◆ WHAT YOU WILL DO
From the entries below, gather every line that contains the word "pole" and copy each one as it appears.

— begin —

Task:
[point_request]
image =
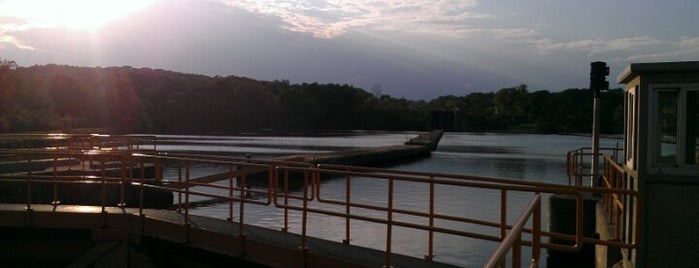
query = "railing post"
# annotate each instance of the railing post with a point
(186, 194)
(389, 225)
(347, 208)
(29, 185)
(430, 252)
(286, 201)
(304, 212)
(104, 183)
(231, 191)
(536, 232)
(55, 201)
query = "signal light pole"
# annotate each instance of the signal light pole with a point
(598, 75)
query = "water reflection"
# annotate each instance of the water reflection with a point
(515, 156)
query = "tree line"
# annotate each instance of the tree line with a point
(128, 100)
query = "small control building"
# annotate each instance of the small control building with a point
(661, 163)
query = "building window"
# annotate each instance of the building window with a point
(676, 127)
(692, 128)
(666, 134)
(631, 119)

— end —

◆ RESPONSE TO THIS EXERCISE
query = "signal light pole"
# annotate each instance of the signal light pole with a point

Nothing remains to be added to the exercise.